# use-flags und c bzw. c++ flags

## hoschi

# Copyright 2000-2003 Daniel Robbins, Gentoo Technologies, Inc.

# Contains local system settings for Portage system

# $Header: /home/cvsroot/gentoo-src/portage/cnf/make.conf,v 1.67 2003/08/21 01:01:26 carpaski Exp $

# Please review 'man make.conf' for more information.

# Build-time functionality

# ========================

#

# The USE variable is used to enable optional build-time functionality. For

# example, quite a few packages have optional X, gtk or GNOME functionality

# that can only be enabled or disabled at compile-time. Gentoo Linux has a

# very extensive set of USE variables described in our USE variable HOWTO at

# http://www.gentoo.org/doc/use-howto.html

#

# The available list of use flags with descriptions is in your portage tree.

# Use 'less' to view them:  --> less /usr/portage/profiles/use.desc <--

#

# 'ufed' is an ncurses/dialog interface available in portage to make handling

# useflags for you. 'emerge app-admin/ufed'

#

# Example:

USE="mmx sse sse2 icc icc-pgo opengl alsa usb apm acpi gnome gtk gtk2 mpeg avi dvd cdr dvdr dvb quicktime xv dga ggi fbcon svga oggvorbis xmms gphoto2 png jpeg gif tiff ipv6 samba firebird moznoirc moznomail moznocompose flash cups scanner truetype -kde -qt"

# Host Setting

# ============

#

# If you are using a Pentium Pro or greater processor, leave this line as-is;

# otherwise, change to i586, i486 or i386 as appropriate. All modern systems

# (even Athlons) should use "i686-pc-linux-gnu". All K6's are i586.

#

CHOST="i686-pc-linux-gnu"

# Host and optimization settings 

# ==============================

#

# For optimal performance, enable a CFLAGS setting appropriate for your CPU.

#

# Please note that if you experience strange issues with a package, it may be

# due to gcc's optimizations interacting in a strange way. Please test the

# package (and in some cases the libraries it uses) at default optimizations

# before reporting errors to developers.

#

# -mcpu=<cpu-type> means optimize code for the particular type of CPU without

# breaking compatibility with other CPUs.

#

# -march=<cpu-type> means to take full advantage of the ABI and instructions

# for the particular CPU; this will break compatibility with older CPUs (for

# example, -march=athlon-xp code will not run on a regular Athlon, and

# -march=i686 code will not run on a Pentium Classic.

#

# CPU types supported in gcc-3.2 and higher: athlon-xp, athlon-mp,

# athlon-tbird, athlon, k6, k6-2, k6-3, i386, i486, i586 (Pentium), i686

# (PentiumPro), pentium, pentium-mmx, pentiumpro, pentium2 (Celeron), pentium3.

# Note that Gentoo Linux 1.4 and higher include at least gcc-3.2.

> [AUFGABE A] Welche Zeilen der Einträge enthalten die Zeichenfolge „beaded“? Ermitteln Sie jede davon und geben Sie sie vollständig wieder, wobei die Groß- und Kleinschreibung zählt.
Der Text und die Einträge haben inhaltlich nichts miteinander zu tun.

> [DIE EINGABE]
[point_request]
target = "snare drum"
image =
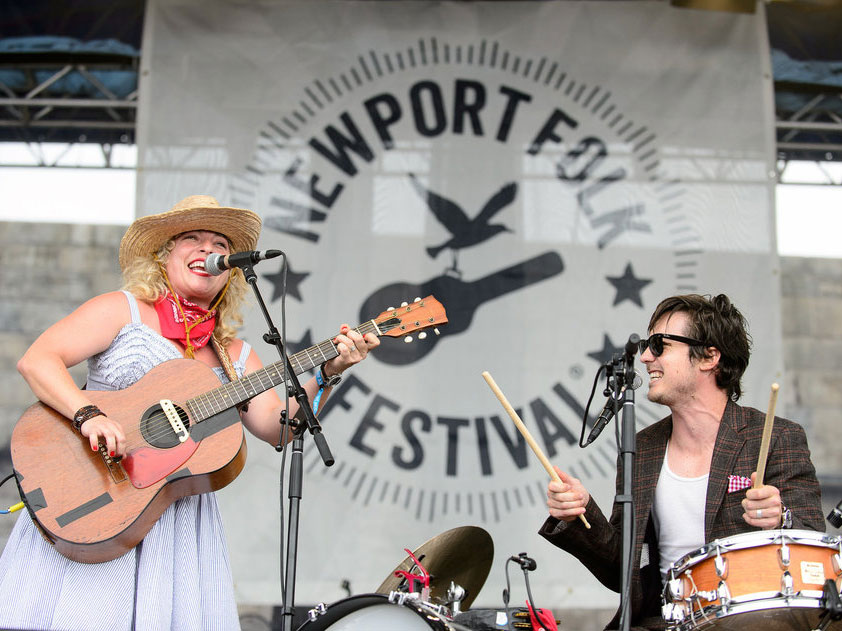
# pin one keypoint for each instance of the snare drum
(770, 580)
(376, 612)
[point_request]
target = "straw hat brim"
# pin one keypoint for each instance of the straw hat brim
(147, 234)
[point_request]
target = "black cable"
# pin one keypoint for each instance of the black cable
(588, 406)
(506, 593)
(285, 436)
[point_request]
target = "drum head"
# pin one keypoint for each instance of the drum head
(374, 612)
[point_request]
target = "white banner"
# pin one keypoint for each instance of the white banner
(548, 170)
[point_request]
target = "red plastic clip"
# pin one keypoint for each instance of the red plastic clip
(542, 619)
(411, 578)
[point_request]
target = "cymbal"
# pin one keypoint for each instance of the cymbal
(462, 555)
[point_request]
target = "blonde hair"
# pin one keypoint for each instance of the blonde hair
(143, 278)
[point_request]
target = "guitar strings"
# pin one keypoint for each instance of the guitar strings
(158, 426)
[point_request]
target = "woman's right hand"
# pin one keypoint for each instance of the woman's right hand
(101, 428)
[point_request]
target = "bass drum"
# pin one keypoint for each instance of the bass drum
(375, 612)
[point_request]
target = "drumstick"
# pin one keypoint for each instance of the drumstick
(490, 380)
(767, 436)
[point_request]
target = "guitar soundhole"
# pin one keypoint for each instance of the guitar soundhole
(157, 430)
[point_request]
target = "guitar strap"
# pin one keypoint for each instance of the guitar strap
(224, 359)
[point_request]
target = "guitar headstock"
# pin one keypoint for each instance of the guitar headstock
(418, 315)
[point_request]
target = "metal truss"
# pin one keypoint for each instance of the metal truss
(61, 98)
(812, 133)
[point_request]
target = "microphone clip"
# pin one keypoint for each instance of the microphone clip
(526, 563)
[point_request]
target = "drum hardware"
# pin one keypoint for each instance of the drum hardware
(758, 580)
(787, 584)
(315, 612)
(461, 555)
(455, 595)
(724, 594)
(831, 603)
(721, 565)
(783, 555)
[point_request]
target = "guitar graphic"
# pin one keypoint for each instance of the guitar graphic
(467, 295)
(95, 509)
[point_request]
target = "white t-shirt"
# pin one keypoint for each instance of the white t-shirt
(679, 514)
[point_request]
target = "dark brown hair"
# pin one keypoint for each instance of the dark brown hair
(716, 322)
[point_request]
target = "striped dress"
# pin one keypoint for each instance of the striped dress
(177, 578)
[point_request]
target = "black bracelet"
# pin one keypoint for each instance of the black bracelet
(83, 414)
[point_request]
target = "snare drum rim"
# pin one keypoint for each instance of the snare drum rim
(752, 540)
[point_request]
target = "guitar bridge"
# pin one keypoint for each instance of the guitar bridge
(118, 474)
(175, 420)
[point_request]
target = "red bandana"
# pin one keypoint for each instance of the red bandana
(193, 334)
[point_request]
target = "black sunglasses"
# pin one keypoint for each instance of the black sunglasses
(655, 342)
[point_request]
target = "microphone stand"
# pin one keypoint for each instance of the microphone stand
(309, 422)
(625, 367)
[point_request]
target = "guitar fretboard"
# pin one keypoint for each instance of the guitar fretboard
(226, 396)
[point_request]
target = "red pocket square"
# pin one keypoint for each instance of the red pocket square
(738, 483)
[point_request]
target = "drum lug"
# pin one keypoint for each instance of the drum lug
(315, 612)
(672, 612)
(787, 584)
(676, 588)
(724, 594)
(455, 595)
(783, 556)
(721, 565)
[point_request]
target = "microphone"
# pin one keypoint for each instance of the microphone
(527, 563)
(608, 411)
(215, 264)
(835, 516)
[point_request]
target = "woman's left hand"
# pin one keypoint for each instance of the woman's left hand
(353, 348)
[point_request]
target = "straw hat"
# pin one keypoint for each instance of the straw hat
(197, 212)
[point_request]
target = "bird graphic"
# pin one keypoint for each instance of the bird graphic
(465, 232)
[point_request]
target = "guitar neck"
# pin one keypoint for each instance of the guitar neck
(252, 384)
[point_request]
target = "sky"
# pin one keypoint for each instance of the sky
(809, 212)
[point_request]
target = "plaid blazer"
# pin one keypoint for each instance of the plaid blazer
(735, 453)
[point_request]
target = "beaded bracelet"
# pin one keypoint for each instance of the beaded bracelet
(83, 414)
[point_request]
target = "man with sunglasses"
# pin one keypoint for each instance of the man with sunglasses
(694, 469)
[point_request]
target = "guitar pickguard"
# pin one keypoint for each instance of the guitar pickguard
(149, 465)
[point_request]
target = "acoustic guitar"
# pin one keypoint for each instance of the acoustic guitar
(93, 508)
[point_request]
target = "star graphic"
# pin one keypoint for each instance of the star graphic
(294, 279)
(628, 286)
(607, 352)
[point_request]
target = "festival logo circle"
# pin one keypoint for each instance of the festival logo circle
(527, 202)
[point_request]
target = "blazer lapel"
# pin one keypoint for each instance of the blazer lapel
(650, 459)
(729, 442)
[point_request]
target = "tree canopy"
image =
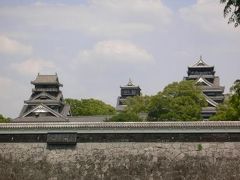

> [AUFGABE B]
Beantworten Sie diese Fragen zur zitierten make.conf:
(i) Welchen CHOST-Wert sollen laut Text alle modernen Systeme verwenden?
(ii) Wie heißt die ncurses/dialog-Oberfläche, die zur Verwaltung der USE-Flags genannt wird?
(iii) Welche gcc-Version ist in Gentoo Linux 1.4 und höher mindestens enthalten?

> [MUSTERLÖSUNG A]
target = "beaded bracelet"
# pin one keypoint for each instance of the beaded bracelet

> [MUSTERLÖSUNG B]
(i) "i686-pc-linux-gnu"
(ii) ufed
(iii) gcc-3.2